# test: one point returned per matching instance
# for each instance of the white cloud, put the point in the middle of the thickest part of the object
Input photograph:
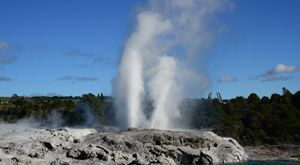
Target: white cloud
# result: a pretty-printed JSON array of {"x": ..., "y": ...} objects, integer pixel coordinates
[
  {"x": 4, "y": 78},
  {"x": 280, "y": 68},
  {"x": 253, "y": 77},
  {"x": 77, "y": 78},
  {"x": 77, "y": 52},
  {"x": 4, "y": 45},
  {"x": 276, "y": 78},
  {"x": 227, "y": 79},
  {"x": 66, "y": 78}
]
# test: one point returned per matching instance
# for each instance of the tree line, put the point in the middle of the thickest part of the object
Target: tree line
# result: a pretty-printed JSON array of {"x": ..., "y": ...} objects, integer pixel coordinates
[
  {"x": 252, "y": 120},
  {"x": 71, "y": 112}
]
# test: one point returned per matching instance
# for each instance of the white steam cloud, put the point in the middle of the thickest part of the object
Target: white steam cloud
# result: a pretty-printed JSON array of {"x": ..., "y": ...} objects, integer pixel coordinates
[
  {"x": 280, "y": 68},
  {"x": 157, "y": 59},
  {"x": 227, "y": 79}
]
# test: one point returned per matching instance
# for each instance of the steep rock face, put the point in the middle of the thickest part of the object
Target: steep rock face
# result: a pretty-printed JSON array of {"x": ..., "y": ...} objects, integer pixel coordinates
[
  {"x": 135, "y": 146},
  {"x": 181, "y": 146}
]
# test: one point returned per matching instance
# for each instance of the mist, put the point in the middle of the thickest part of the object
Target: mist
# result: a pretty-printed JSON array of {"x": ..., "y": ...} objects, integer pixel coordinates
[{"x": 159, "y": 57}]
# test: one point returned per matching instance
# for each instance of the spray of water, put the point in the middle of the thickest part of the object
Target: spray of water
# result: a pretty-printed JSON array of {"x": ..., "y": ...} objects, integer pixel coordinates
[{"x": 157, "y": 59}]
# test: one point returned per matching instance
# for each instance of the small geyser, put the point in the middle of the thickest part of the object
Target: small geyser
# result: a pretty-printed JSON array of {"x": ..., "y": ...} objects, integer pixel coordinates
[{"x": 158, "y": 60}]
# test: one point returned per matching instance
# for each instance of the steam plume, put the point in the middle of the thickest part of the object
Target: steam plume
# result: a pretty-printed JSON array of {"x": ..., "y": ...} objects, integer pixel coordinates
[{"x": 167, "y": 36}]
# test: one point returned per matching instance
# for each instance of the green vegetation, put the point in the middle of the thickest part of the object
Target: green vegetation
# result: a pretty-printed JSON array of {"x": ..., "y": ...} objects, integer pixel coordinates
[
  {"x": 253, "y": 121},
  {"x": 67, "y": 111}
]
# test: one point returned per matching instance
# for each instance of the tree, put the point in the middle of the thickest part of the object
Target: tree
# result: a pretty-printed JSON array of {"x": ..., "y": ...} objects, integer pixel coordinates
[
  {"x": 253, "y": 99},
  {"x": 276, "y": 98}
]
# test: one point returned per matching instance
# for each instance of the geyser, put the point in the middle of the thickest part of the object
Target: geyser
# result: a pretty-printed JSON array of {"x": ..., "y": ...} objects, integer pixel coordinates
[{"x": 158, "y": 60}]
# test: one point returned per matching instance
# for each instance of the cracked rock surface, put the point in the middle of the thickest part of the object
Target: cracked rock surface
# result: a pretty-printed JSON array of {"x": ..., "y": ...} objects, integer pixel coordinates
[{"x": 135, "y": 146}]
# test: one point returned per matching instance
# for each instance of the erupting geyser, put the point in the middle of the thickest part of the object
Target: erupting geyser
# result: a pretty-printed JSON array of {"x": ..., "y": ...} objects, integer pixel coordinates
[{"x": 167, "y": 36}]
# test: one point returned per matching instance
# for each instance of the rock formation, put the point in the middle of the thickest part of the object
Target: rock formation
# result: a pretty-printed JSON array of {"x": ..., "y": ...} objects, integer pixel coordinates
[{"x": 135, "y": 146}]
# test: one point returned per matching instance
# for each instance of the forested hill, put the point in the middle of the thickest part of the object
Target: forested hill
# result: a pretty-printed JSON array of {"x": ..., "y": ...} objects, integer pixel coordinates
[{"x": 251, "y": 120}]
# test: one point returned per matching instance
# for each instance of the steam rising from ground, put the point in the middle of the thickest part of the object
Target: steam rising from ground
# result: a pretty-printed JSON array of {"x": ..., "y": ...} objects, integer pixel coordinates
[{"x": 168, "y": 36}]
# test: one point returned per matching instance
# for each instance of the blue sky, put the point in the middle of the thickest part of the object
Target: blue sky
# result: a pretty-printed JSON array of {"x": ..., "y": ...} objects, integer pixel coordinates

----

Task statement — From the listing, extract all text exactly as given and drop any picture.

Finished task —
# test: one point returned per matching instance
# for each instance of the white cloud, put the point in the middle of the thickest part of the object
Input photograph:
Target: white cloud
# result: a pretty-printed JSON array of {"x": ..., "y": ...} objects, integer pixel coordinates
[
  {"x": 4, "y": 78},
  {"x": 280, "y": 68},
  {"x": 253, "y": 77},
  {"x": 77, "y": 78},
  {"x": 77, "y": 52},
  {"x": 4, "y": 45},
  {"x": 276, "y": 78},
  {"x": 227, "y": 79},
  {"x": 66, "y": 78}
]
# test: one point returned per matching instance
# for each instance of the tree line, put the point in the middle of the thickest part of the object
Target: tree line
# result: a pretty-printed JSON array of {"x": ..., "y": ...} objects, integer pixel coordinates
[
  {"x": 252, "y": 120},
  {"x": 71, "y": 112}
]
# test: one point returned per matching instance
# for each instance of the white steam cloud, put the point in the middle of the thickest part of the object
Target: white steam cloud
# result: a pretty-printed JSON array of {"x": ..., "y": ...} objects, integer pixel coordinates
[
  {"x": 280, "y": 68},
  {"x": 157, "y": 59},
  {"x": 227, "y": 79}
]
# test: one point returned per matching instance
# for each instance of the steep rock face, put the point in the middle of the thickest part of the object
Target: steep rock face
# result: a pretty-printed JSON array of {"x": ..., "y": ...} objects, integer pixel coordinates
[
  {"x": 135, "y": 146},
  {"x": 181, "y": 146}
]
# test: one point returned per matching instance
# for each instance of the mist, put the point in the middle of the thickest part of the object
Target: mist
# result: a pretty-printed JSON array of {"x": ..., "y": ...} objects, integer pixel coordinates
[{"x": 159, "y": 57}]
# test: one point returned per matching instance
# for each instance of the spray of water, put the point in the middle of the thickest part of the object
Target: spray of water
# result: a pretty-printed JSON array of {"x": ..., "y": ...} objects, integer pixel coordinates
[{"x": 157, "y": 59}]
# test: one point returned per matching instance
# for each instance of the small geyser, put the point in the middle of the thickest part of the object
Target: small geyser
# result: a pretty-printed JSON array of {"x": ..., "y": ...} objects, integer pixel coordinates
[{"x": 158, "y": 60}]
# test: one point returned per matching instance
# for each instance of the steam plume, put the point in the middle of the thickest part of the object
Target: steam plume
# result: a pretty-printed JSON array of {"x": ..., "y": ...} objects, integer pixel coordinates
[{"x": 167, "y": 36}]
# test: one point returned per matching instance
# for each instance of the green vegetation, put the point in the middle of the thickest part of the object
Target: green vegetation
# result: a pretty-printed JSON array of {"x": ..., "y": ...} objects, integer pixel coordinates
[
  {"x": 253, "y": 121},
  {"x": 67, "y": 111}
]
# test: one point returned per matching instance
# for each instance of the tree, put the point in the middle of the thickest part of the object
Target: tree
# result: a pretty-printed JSON array of {"x": ..., "y": ...} objects, integer pixel coordinates
[
  {"x": 253, "y": 99},
  {"x": 276, "y": 98}
]
# test: one point returned per matching instance
# for each instance of the geyser, put the point in the middle of the thickest part of the object
Target: geyser
# result: a pretty-printed JSON array of {"x": ..., "y": ...} objects, integer pixel coordinates
[{"x": 158, "y": 60}]
# test: one point returned per matching instance
# for each instance of the cracked rock surface, put the point in the middle of the thickest part of the object
Target: cracked rock surface
# result: a pretty-printed JSON array of {"x": ..., "y": ...} objects, integer pixel coordinates
[{"x": 135, "y": 146}]
# test: one point returned per matching instance
# for each instance of the erupting geyser, put the point in the middle of the thickest part of the object
Target: erupting geyser
# result: a pretty-printed JSON array of {"x": ..., "y": ...} objects, integer pixel coordinates
[{"x": 167, "y": 36}]
# test: one point returned per matching instance
# for each instance of the rock formation, put the point in the middle of the thickest part of the object
Target: rock formation
# result: a pretty-printed JSON array of {"x": ..., "y": ...} objects, integer pixel coordinates
[{"x": 135, "y": 146}]
# test: one point returned per matching instance
# for each instance of the forested hill, put the point in the middle of the thickest part of the object
Target: forested hill
# result: a pretty-printed JSON array of {"x": ..., "y": ...} objects, integer pixel coordinates
[{"x": 251, "y": 120}]
# test: one point returned per matching instance
# for each instance of the steam rising from ground, put the point in the middle of the thickest part of the object
Target: steam rising from ground
# result: a pretty-printed JSON array of {"x": ..., "y": ...} objects, integer pixel coordinates
[{"x": 168, "y": 36}]
# test: one point returned per matching instance
# for each instance of the blue sky, put the point in the middle of the thickest part of the object
Target: blue sky
# result: a pretty-printed JSON array of {"x": ..., "y": ...} objects, integer pixel coordinates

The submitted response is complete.